In [13]:
# Import necessary libraries for data manipulation and machine learning
import numpy as np                 # For numerical operations on arrays and matrices
import pandas as pd                # For data manipulation and analysis
import matplotlib.pyplot as plt    # For creating static visualizations
import seaborn as sns              # For statistical data visualization based on matplotlib

# Import modules for model evaluation and selection
from sklearn.model_selection import train_test_split, cross_val_score    # For splitting data and cross-validation
from sklearn.metrics import mean_squared_error, mean_absolute_error, r2_score    # For model evaluation metrics

# Import machine learning algorithms
import xgboost as xgb                                # For XGBoost regression
import lightgbm as lgb                                # For LightGBM regression
from catboost import CatBoostRegressor               # For CatBoost regression

# Import modules for advanced model stacking techniques
from sklearn.ensemble import StackingRegressor        # For stacking multiple regressors
from mlxtend.regressor import StackingCVRegressor     # For stacked generalization with cross-validation

# Import additional libraries for hyperparameter tuning
import optuna    # For hyperparameter optimization

# Import metrics for additional model evaluation
from sklearn import metrics
# Import category_encoders for encoding categorical features
import category_encoders as ce

from sklearn.impute import SimpleImputer
from sklearn.preprocessing import OneHotEncoder, StandardScaler

In [2]:
# Define the path to the CSV file containing the data
path = r'C:\Users\User\Desktop\Rashad\DATA\scrap price.csv'

# Read the CSV file into a pandas DataFrame
df = pd.read_csv(path)

### Things to do
1 - Rewrite the notebook code from "# Import metrics" to "df = pd.read_csv(path)", replacing "CSV file" with "data file".
2 - Carry on the notebook code from the point where it stops.
The listing is not required for any of this work.

[Stored items listing]
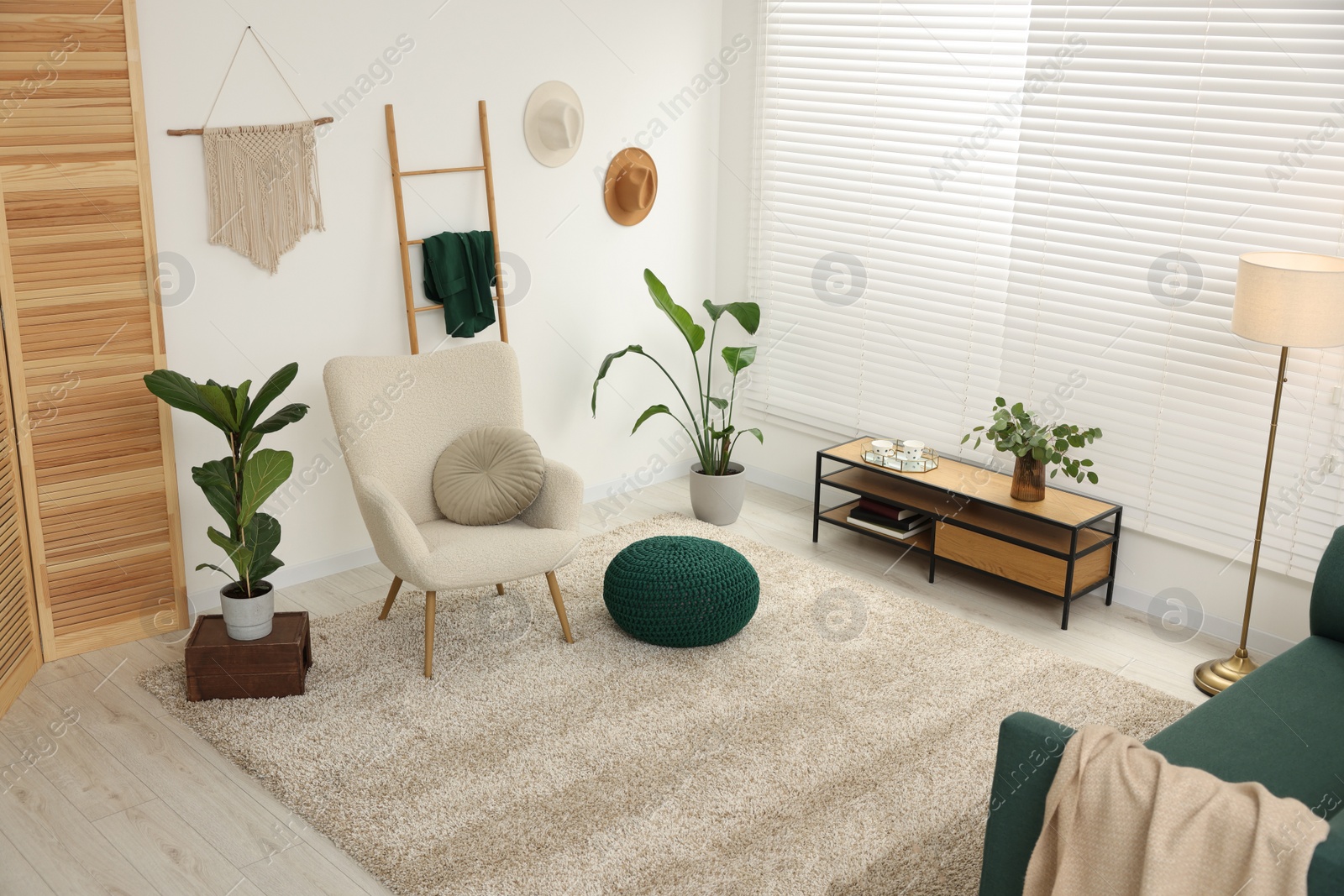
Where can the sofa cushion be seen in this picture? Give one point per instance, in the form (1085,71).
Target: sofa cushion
(488,476)
(1281,726)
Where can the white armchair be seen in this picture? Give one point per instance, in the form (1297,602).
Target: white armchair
(394,417)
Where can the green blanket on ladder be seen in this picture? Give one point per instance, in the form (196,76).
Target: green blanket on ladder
(459,271)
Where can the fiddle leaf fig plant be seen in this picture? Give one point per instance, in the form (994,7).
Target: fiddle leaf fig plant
(712,437)
(1016,430)
(239,485)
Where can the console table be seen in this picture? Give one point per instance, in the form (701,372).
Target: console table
(1065,546)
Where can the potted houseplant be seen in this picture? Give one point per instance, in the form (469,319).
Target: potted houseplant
(718,483)
(1037,443)
(237,485)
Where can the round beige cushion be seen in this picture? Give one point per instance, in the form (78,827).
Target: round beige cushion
(488,476)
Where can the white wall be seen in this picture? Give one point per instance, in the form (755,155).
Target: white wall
(1152,570)
(339,291)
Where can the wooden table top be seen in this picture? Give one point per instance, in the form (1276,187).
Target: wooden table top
(1068,508)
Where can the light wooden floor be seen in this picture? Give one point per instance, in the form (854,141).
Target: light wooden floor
(131,802)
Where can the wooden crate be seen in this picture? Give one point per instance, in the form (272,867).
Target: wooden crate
(219,668)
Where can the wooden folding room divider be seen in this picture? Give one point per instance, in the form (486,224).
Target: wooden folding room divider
(407,277)
(82,325)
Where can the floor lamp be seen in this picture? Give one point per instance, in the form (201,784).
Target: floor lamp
(1294,300)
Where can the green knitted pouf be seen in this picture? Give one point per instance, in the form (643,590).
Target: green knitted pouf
(679,591)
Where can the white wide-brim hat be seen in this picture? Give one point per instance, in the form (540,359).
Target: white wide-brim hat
(553,123)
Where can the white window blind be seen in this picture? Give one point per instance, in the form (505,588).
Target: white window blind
(882,282)
(1155,145)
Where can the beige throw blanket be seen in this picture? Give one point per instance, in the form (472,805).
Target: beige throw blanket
(1121,820)
(262,188)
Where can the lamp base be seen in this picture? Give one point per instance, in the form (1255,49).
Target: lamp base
(1215,676)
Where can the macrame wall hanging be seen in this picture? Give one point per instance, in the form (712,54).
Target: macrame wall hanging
(261,181)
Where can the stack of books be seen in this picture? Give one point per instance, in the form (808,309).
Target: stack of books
(897,523)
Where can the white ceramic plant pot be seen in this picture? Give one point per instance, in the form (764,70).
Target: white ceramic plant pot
(248,618)
(718,499)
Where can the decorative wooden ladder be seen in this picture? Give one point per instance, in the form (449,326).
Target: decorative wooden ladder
(407,282)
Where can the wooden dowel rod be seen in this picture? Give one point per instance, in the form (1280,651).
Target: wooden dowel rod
(495,233)
(190,132)
(407,286)
(443,170)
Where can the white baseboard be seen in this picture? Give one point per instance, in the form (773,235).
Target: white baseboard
(631,484)
(779,483)
(1229,631)
(207,600)
(1218,627)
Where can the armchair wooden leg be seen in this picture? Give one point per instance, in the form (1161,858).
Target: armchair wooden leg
(429,634)
(559,605)
(391,595)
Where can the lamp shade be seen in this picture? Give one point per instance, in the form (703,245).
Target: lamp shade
(1289,298)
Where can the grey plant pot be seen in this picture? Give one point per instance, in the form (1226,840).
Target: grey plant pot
(248,618)
(718,499)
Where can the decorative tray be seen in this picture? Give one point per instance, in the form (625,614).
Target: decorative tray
(914,459)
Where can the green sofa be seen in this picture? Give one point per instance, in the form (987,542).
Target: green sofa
(1281,726)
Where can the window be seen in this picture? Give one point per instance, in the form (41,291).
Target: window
(1046,201)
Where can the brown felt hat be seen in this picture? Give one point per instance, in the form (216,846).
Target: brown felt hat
(632,183)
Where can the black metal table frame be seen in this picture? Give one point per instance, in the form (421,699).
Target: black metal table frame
(1070,559)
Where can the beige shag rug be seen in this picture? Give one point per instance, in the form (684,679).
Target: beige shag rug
(842,743)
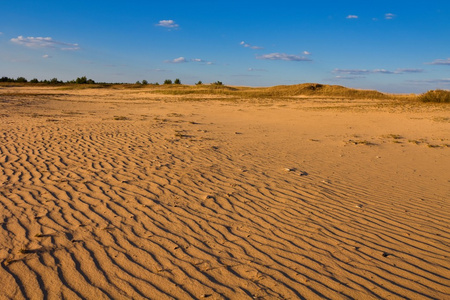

### Answers to the exercise
1 -
# Import metrics for additional model evaluation
from sklearn import metrics
# Import category_encoders for encoding categorical features
import category_encoders as ce

from sklearn.impute import SimpleImputer
from sklearn.preprocessing import OneHotEncoder, StandardScaler

In [2]:
# Define the path to the data file containing the data
path = r'C:\Users\User\Desktop\Rashad\DATA\scrap price.csv'

# Read the data file into a pandas DataFrame
df = pd.read_csv(path)

2 -
# Display the DataFrame to view the loaded data
df

Unnamed: 0,ID,symboling,name,fueltypes,aspiration,doornumbers,carbody,drivewheels,enginelocation,wheelbase,...,enginesize,fuelsystem,boreratio,stroke,compressionratio,horsepower,peakrpm,citympg,highwaympg,price
0,1,3,alfa-romero giulia,gas,std,two,convertible,rwd,front,88.6,...,130,mpfi,3.47,2.68,9.0,111,5000,21,27,13495.0
1,2,3,alfa-romero stelvio,gas,std,two,convertible,rwd,front,88.6,...,130,mpfi,3.47,2.68,9.0,111,5000,21,27,16500.0
2,3,1,alfa-romero Quadrifoglio,gas,std,two,hatchback,rwd,front,94.5,...,152,mpfi,2.68,3.47,9.0,154,5000,19,26,16500.0
3,4,2,audi 100 ls,gas,std,four,sedan,fwd,front,99.8,...,109,mpfi,3.19,3.40,10.0,102,5500,24,30,13950.0
4,5,2,audi 100ls,gas,std,four,sedan,4wd,front,99.4,...,136,mpfi,3.19,3.40,8.0,115,5500,18,22,17450.0
...,...,...,...,...,...,...,...,...,...,...,...,...,...,...,...,...,...,...,...,...,...
200,201,-1,volvo 145e (sw),gas,std,four,sedan,rwd,front,109.1,...,141,mpfi,3.78,3.15,9.5,114,5400,23,28,16845.0
201,202,-1,volvo 144ea,gas,turbo,four,sedan,rwd,front,109.1,...,141,mpfi,3.78,3.15,8.7,160,5300,19,25,19045.0
202,203,-1,volvo 244dl,gas,std,four,sedan,rwd,front,109.1,...,173,mpfi,3.58,2.87,8.8,134,5500,18,23,21485.0
203,204,-1,volvo 246,diesel,turbo,four,sedan,rwd,front,109.1,...,145,idi,3.01,3.40,23.0,106,4800,26,27,22470.0


In [4]:
# Feature engineering and preprocessing
dum_data = pd.get_dummies(df, drop_first=True)
x_boost = dum_data.drop(columns=['price'])
y_boost = dum_data['price']
X_train_boost, X_test_boost, y_train_boost, y_test_boost = train_test_split(x_boost, y_boost, test_size=0.3, random_state=42)

In [6]:
df_cat = df.copy()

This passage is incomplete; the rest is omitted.